- READING PASSAGE:
[Start]

Then I chop the peppers into pretty small pieces - you don't want to suddenly bite down on a big hunk o'pepper in your sauce - and scoop them with a knife or a spatula into the bag. One handy thing is that I find I can just keep adding, and replenishing - you can see this bag has been used a lot. I do periodically empty and wash it. And I do use up all the peppers at some sad point in midwinter...

I flatten the bag, and lay it flat in the freezer. The bits don't stick together - after they freeze, I can put the bag, with all the peppers in the bottom, on the freezer door. That is where I keep all my assorted flavor boosts. They're easy to find, and don't get in the way of, or get confused with, the other food. I don't want to have to push through frozen peppers and leeks and celery and parsley to find the cooked kale for tonight's dinner!

I like being able to add a bit of heat without it being any big deal at all - I just drop a  little in with my onion and/or other aromatics. I like having that summer taste in December. I like that mixing the different kinds evens out the heat a little - we get a wide variety, as you see, and some are much hotter than others. If I have them mixed, I don't accidentally get a fiery dish from using the same amount as I did of another kind last week... And, really, I like the attractive variety of colors. Don't they look festive?

Tuesday, September 3, 2013

Grilled Summer Vegetables - Pretty Little Eggplant...



We got the cutest little eggplants from the CSA... 


I don't normally go all ecstatic over Cute - but really, aren't these adorable? Delicate, tiny little things, streaked with lavender, almost too pretty to eat.

I couldn't see just simmering them into a sauce, or mushing them up into baba ganoush or some other spread. They had to stay intact. So I decided to grill them.

I also had a patty pan squash. The other day, I wrote that I haven't really found an attractive way to cut them - but then I'd thought of slicing them to preserve the flower shape, and grilling the slices. Put the ideas together - and I had this leek I'd already trimmed (so it would fit in the vegetable keeper...) and I had a dinner concept.

I washed the eggplants, and cut them lengthwise, to preserve the shape. Then I sliced the squash horizontally, so I had flower shaped discs. I could, of course, use the same treatment on any slices of eggplant or summer squash - I have, in the past. It's particularly good, though, for preserving the appearance of an attractive vegetable.

I sliced the leek lengthwise, too. I'll go into this in more detail another time - but leeks should always be slit up the middle. The way the farmer gets the nice long white part is to hill sand up around the growing plant (a process called blanching.) Since they are grown buried in sand, they get sand inside the plant, and it is almost impossible to wash all the grit out leaving the layers intact. Usually, I slit them up the middle and then slice them, but you can also, as I did here, slit them while leaving the root end intact, and then wash thoroughly under running water, to get all the grit out from inside the leek. (You can see the sand and grit in this picture... that is normal,  but it did all wash out.)

[End]

- MATERIAL PROVIDED:
[Start]

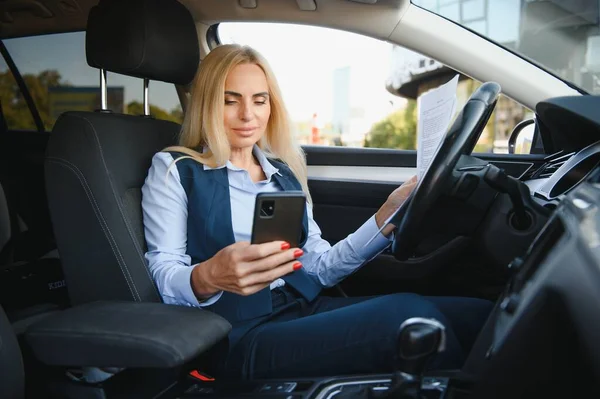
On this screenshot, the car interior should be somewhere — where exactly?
[0,0,600,399]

[End]

- REQUIREMENTS:
A. In the cooking post, what is the process of hilling sand around a growing leek called?
B. For each statement, say whether the cooking post agrees with it, and quote the words from the post that decide it.
(i) The writer keeps the bag of frozen peppers on the freezer door.
(ii) The writer cut the eggplants crosswise into rounds.
(iii) The writer never empties the pepper bag.

- IN RESPONSE:
A. Blanching.

B.
(i) Yes: "I can put the bag, with all the peppers in the bottom, on the freezer door."
(ii) No: "I washed the eggplants, and cut them lengthwise, to preserve the shape."
(iii) No: "I do periodically empty and wash it."